* What the exercise asks
Copy out the stretch from the start of the records through the line containing "331], [77, 338]]", with the requests included and nothing beyond it. Scale every coordinate in the answers by 0.35 and round each to a whole number, with halves rounded up.

☆ ☆ ☆ ☆ ☆

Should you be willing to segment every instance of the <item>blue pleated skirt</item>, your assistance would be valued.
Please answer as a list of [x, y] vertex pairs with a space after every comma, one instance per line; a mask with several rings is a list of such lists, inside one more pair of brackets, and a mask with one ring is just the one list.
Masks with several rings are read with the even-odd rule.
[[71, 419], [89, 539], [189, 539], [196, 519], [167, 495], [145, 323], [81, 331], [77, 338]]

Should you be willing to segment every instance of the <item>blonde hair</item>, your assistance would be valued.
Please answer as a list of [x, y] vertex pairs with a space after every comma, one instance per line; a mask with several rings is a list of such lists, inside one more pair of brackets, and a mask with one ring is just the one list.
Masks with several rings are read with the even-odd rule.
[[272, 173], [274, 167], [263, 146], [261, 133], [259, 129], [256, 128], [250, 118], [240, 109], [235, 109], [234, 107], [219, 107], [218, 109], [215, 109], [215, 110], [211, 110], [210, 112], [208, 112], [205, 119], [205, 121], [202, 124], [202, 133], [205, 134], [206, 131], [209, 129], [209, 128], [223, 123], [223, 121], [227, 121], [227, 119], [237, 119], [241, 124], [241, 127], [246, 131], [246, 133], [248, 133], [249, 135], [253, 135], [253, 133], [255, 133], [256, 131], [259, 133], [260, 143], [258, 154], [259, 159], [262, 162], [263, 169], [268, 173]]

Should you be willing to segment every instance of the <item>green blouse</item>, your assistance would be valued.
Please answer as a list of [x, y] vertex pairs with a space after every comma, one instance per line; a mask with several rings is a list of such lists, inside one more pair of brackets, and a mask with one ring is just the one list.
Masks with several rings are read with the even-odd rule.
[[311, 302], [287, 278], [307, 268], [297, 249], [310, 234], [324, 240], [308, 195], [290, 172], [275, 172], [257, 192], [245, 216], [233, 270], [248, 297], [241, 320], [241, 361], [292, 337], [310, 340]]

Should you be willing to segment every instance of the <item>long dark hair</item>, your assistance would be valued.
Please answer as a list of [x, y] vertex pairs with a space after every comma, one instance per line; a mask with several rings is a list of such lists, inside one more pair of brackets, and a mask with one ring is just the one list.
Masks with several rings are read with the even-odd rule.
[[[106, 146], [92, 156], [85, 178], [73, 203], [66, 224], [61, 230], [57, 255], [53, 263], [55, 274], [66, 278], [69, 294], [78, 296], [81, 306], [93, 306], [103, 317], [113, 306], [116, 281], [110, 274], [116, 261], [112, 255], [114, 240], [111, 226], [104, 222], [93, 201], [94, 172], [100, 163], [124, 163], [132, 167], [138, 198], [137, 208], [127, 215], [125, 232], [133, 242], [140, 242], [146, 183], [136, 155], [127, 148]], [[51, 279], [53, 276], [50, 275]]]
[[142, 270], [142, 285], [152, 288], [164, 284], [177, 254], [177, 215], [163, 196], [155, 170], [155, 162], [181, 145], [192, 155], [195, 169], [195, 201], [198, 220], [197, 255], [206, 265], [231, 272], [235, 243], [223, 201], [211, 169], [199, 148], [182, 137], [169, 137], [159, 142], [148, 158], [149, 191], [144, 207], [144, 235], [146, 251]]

☆ ☆ ☆ ☆ ☆

* Correct result
Should you be willing to segment every instance of the <item>blue pleated skirt</item>, your assistance would be valued.
Please answer as a list of [x, y] vertex pairs with a space after every comma, one instance per line; a mask with several rings is a list of such lists, inside one more pair of brackets, and a mask with one ring is just the one list.
Masks with several rings are read with the even-odd rule.
[[25, 147], [31, 189], [66, 189], [69, 182], [58, 173], [51, 113], [28, 116], [27, 118]]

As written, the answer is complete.